[[ SUPPLIED PASSAGE open ]]

The probable diagnosis of chikungunya fever can be made on the basis of the presence of the virus in the community, and a clinical trial of fever, rashes and arthralgia, which are suggestive of the illness. The virus produces neutralizing and haemagglutination inhibiting (HI) antibodies, which helps in serological diagnosis. HI test is the simplest diagnostic test; however, it identifies the group rather than specific virus. Confirmation of the illness is done by detection of the antigen or antibody to the analyte in the blood sample of patient [37]. Reverse transcriptase polymerase chain reaction (RT-PCR) is a confirmatory test for the identification of CHIKV. IgM capture ELISA is the most sensitive serological assay, and can distinguish the chikungunya from dengue. All virus isolation procedures need to be done under bio safety level 3 (BSL-3) precautions, although such precautions may not be necessary in the countries where CHIKV is endemic.
CHIKV is transmitted by mosquitoes belonging to genus Aedes. The mosquitoes considered to be the main vectors for CHIKV are Ae. albopictus and Ae. aegypti [3]. Continuous variations in the geographic distribution of these vectors have been documented in several studies. Ae. aegypti was considered to be the primary vector of CHIKV in most parts of the globe [38], whereas Ae. albopictus (common name Asian tiger mosquito) was considered to be the secondary vector and was restricted to Asia [38]. However, the recent reemergence of CHIKV in many parts of the world has been mainly associated with Ae. albopictus vector [19, 38]. Furthermore, reports indicate Ae. albopictus to replicate and transmit the old African genotype of CHIKV as well as the recent Indian Ocean strain of CHIKV better than those of Ae. aegypti and other Aedes species [39]. CHIKV is endemic in tropical regions of Africa and Asia, where the mechanisms of CHIKV transmission and maintenance appears to be very complex and vary significantly depending on the particular region where virus activity is detected.
In Africa, CHIKV is believed to be maintained in a sylvatic as well as with urban/rural cycle involving wild nonhuman primates and forest-dwelling Aedes mosquitoes (Figure 4). Several field studies conducted in Senegal, Nigeria, Uganda, Tanzania, Cote d’Ivoire, Central African Republic and South Africa concluded that the main sylvatic vectors of CHIKV are probably Ae. furcifer, Ae. taylori, Ae. africanus, Ae. luteocephalus and Ae. Neoafricanus [32]. Based on the isolation frequencies, it appears that Ae. furcifer and Ae. taylori are more important in southern and western Africa, while Ae. africanus is the chief vector in central regions [35]. Laboratory studies have confirmed vector competence of Aedine sylvatic mosquitoes in Africa. In South Africa, the oral infectious dose of Ae. furcifer was 50% (OID50)—the titer of the virus in the blood meal sufficient to infect 50% of mosquitoes was found to be less than 6.2 log/ml resulting in a transmission rate of 25–32%. This is sufficient to sustain CHIKV transmission from velvet monkeys and baboons, which develop viremia up to 7–8 log/ml [41].

[[ SUPPLIED PASSAGE closed ]]

## [EXERCISE REQUIREMENTS]
a) Answer these from the chikungunya passage:
(i) Which serological assay is called the most sensitive?
(ii) What common name does the passage give for Ae. albopictus?
(iii) Which mosquito is the chief vector in the central regions of Africa?
b) For each statement, decide whether the chikungunya passage supports it, and quote the words that settle it.
(i) The HI test identifies the specific virus rather than the group.
(ii) Ae. albopictus was once considered restricted to Asia.
(iii) Velvet monkeys and baboons develop viremia up to 7–8 log/ml.
c) Please translate this sentence from the chikungunya passage into Spanish: "Reverse transcriptase polymerase chain reaction (RT-PCR) is a confirmatory test for the identification of CHIKV."

[[ EXTRACTED INFORMATION open ]]

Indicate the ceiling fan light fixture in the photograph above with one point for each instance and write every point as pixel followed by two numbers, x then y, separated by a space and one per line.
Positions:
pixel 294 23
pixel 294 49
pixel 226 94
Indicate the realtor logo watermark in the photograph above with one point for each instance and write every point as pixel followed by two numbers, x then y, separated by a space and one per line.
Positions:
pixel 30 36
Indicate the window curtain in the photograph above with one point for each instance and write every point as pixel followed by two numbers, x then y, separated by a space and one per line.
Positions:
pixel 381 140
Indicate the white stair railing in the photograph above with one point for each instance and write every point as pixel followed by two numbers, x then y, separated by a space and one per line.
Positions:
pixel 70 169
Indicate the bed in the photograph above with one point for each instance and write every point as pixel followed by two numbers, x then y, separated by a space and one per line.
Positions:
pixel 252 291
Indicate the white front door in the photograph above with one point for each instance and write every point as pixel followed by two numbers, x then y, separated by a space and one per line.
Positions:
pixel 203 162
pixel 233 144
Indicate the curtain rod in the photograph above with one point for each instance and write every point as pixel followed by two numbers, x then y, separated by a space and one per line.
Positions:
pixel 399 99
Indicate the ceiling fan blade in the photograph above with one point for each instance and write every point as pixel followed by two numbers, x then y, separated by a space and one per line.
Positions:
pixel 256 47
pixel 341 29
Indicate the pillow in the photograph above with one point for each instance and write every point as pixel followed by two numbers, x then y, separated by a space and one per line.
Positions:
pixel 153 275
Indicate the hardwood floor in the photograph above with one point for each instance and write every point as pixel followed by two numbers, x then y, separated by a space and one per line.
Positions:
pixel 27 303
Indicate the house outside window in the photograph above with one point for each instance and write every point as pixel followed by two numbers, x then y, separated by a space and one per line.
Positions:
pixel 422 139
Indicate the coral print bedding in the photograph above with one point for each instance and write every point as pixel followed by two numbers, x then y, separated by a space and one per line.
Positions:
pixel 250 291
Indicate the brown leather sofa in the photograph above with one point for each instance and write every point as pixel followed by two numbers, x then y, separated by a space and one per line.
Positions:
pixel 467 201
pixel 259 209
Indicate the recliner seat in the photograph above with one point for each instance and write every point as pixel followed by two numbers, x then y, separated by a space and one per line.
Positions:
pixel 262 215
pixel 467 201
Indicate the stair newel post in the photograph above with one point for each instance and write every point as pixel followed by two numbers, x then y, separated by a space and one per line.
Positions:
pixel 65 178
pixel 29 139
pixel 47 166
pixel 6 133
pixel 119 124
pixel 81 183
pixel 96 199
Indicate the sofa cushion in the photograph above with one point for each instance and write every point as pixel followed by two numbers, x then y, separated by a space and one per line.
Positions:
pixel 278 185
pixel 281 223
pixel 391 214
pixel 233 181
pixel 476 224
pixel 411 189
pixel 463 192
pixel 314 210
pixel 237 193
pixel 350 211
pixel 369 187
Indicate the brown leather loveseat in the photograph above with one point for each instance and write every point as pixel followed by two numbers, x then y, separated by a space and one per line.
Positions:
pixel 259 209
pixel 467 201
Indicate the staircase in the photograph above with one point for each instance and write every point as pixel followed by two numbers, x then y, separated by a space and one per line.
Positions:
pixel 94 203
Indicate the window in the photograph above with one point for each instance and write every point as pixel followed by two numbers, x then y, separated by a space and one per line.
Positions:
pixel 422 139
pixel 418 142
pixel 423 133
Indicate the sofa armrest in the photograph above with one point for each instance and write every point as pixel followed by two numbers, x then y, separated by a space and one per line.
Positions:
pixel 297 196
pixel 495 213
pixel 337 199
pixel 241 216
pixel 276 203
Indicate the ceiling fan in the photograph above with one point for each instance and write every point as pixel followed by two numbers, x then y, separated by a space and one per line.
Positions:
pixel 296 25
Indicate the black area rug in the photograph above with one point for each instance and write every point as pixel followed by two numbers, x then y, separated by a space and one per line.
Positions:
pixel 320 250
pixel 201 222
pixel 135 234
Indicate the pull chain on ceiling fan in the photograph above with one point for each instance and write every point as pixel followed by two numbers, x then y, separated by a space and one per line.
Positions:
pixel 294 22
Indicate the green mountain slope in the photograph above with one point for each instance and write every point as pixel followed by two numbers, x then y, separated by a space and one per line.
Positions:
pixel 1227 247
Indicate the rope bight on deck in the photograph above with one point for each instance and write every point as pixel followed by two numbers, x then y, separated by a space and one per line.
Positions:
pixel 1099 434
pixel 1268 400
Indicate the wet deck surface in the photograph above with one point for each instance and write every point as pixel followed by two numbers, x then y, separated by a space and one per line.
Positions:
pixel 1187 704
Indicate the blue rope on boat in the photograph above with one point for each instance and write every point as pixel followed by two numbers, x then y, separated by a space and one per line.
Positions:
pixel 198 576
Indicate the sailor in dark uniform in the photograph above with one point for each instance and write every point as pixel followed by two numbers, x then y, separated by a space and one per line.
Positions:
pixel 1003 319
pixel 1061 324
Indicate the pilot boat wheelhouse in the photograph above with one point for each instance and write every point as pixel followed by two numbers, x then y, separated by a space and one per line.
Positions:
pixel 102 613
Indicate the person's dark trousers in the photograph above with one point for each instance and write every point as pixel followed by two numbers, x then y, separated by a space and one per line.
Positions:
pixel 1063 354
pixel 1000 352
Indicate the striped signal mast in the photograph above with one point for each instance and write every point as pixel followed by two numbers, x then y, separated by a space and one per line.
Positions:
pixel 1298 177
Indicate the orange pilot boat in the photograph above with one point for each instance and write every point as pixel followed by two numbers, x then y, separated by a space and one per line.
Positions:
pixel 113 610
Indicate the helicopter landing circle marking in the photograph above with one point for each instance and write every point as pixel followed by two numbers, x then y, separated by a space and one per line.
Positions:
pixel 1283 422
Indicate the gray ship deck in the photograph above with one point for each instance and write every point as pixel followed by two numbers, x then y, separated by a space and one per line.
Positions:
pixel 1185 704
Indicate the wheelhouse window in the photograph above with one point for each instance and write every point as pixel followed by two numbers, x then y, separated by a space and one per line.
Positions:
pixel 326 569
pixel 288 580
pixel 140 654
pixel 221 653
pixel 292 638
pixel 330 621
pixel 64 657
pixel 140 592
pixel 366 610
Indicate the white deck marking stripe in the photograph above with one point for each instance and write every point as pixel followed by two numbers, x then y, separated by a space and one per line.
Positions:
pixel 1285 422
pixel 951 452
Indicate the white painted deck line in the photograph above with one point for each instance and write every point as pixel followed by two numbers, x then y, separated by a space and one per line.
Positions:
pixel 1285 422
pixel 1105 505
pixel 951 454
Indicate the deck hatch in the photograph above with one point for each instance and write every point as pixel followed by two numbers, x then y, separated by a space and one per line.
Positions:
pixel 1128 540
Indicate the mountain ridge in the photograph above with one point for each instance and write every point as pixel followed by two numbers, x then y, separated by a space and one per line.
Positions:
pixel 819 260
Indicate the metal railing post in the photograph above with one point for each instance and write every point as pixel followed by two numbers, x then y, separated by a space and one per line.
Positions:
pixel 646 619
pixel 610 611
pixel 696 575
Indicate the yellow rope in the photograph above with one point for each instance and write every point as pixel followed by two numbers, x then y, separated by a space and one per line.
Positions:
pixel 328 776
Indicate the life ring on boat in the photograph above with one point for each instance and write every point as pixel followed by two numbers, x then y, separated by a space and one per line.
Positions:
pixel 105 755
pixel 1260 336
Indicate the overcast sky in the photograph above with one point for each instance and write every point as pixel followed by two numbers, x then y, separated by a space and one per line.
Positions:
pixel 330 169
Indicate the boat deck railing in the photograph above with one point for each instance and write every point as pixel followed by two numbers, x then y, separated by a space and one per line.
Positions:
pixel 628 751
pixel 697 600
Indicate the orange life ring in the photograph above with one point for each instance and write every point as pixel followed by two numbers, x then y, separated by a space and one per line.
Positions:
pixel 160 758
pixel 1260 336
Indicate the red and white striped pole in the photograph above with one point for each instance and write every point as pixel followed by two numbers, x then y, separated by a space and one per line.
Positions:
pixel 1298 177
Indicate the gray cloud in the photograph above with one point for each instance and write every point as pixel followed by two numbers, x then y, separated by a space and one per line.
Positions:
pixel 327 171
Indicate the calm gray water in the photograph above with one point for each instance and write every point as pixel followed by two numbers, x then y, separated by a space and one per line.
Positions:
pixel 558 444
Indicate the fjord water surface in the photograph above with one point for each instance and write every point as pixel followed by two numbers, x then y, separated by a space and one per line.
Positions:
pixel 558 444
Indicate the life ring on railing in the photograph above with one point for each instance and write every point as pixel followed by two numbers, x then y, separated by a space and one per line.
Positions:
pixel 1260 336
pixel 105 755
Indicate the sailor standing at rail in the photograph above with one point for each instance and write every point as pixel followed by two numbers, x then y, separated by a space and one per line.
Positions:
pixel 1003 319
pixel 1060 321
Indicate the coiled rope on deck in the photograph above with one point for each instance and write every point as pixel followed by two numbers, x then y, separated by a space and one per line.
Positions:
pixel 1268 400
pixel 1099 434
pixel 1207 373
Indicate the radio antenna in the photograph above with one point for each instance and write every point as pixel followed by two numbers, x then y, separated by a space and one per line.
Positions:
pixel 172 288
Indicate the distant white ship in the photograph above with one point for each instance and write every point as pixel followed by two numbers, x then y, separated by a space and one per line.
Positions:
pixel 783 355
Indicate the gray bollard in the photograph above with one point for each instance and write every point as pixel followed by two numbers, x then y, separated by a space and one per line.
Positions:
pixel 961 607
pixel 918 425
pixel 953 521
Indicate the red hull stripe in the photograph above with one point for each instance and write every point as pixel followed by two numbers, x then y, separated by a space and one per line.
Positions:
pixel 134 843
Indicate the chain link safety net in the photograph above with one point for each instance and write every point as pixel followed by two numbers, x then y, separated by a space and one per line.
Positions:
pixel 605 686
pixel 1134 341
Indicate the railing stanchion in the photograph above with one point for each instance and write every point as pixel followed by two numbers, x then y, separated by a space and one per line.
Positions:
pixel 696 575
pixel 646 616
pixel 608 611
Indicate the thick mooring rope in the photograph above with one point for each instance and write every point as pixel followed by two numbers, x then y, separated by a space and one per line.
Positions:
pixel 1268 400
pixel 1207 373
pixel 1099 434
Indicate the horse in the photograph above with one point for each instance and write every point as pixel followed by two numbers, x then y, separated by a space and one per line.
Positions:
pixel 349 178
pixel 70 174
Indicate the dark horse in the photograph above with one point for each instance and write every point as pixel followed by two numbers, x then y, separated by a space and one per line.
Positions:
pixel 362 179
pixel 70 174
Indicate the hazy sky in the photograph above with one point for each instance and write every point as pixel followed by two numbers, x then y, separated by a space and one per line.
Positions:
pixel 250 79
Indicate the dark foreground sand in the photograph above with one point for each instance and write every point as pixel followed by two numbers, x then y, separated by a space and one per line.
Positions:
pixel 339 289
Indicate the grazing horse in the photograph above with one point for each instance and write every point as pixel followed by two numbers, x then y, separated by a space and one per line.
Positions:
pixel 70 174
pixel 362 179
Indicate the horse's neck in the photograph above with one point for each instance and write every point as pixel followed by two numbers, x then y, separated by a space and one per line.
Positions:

[[ EXTRACTED INFORMATION closed ]]

## [SOLUTIONS]
a)
(i) IgM capture ELISA
(ii) Asian tiger mosquito
(iii) Ae. africanus

b)
(i) No: "it identifies the group rather than specific virus"
(ii) Yes: "was considered to be the secondary vector and was restricted to Asia"
(iii) Yes: "velvet monkeys and baboons, which develop viremia up to 7–8 log/ml"

c) La reacción en cadena de la polimerasa con transcriptasa inversa (RT-PCR) es una prueba confirmatoria para la identificación del CHIKV.